***** GIVEN DATA

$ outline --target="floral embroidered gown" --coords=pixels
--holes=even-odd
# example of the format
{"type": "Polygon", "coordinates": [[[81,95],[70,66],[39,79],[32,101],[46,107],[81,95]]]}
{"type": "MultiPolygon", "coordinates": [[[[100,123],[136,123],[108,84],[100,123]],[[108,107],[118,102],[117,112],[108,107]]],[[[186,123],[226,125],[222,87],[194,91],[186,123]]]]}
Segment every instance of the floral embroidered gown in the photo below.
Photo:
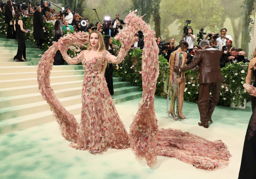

**********

Write out the entries above verbatim, line for line, and omit the pictures from your answer.

$ outline --target="floral embroidered gown" --coords=pixels
--holes=even-odd
# example of the format
{"type": "Polygon", "coordinates": [[[81,95],[70,66],[39,79],[32,101],[46,107],[81,95]]]}
{"type": "MultiPolygon", "coordinates": [[[[100,123],[136,123],[108,84],[100,123]],[[108,107],[118,102],[117,112],[108,107]]],[[[186,123],[226,125],[222,87],[194,91],[186,123]]]]}
Segment every instance of the floral embroidered gown in the photo below.
Photo:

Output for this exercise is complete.